- [Task to carry out]
Any image found in the entries is to be skipped; the rest is returned word for word.

- [Input for this task]
===
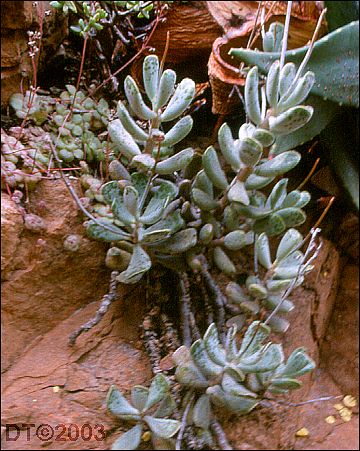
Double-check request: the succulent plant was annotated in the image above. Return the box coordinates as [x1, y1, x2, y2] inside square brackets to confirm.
[83, 54, 197, 282]
[226, 229, 314, 333]
[107, 374, 180, 450]
[228, 19, 359, 153]
[9, 91, 55, 125]
[173, 321, 315, 426]
[1, 128, 47, 191]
===
- [Solution to this exercise]
Double-check request: the succulent plant was annotated in the image above. Return the box coordinates as [x1, y1, x2, y2] inside square brackets to confirm.
[83, 54, 197, 282]
[226, 229, 314, 333]
[107, 374, 180, 450]
[228, 19, 359, 153]
[9, 91, 55, 125]
[173, 321, 315, 426]
[1, 128, 47, 191]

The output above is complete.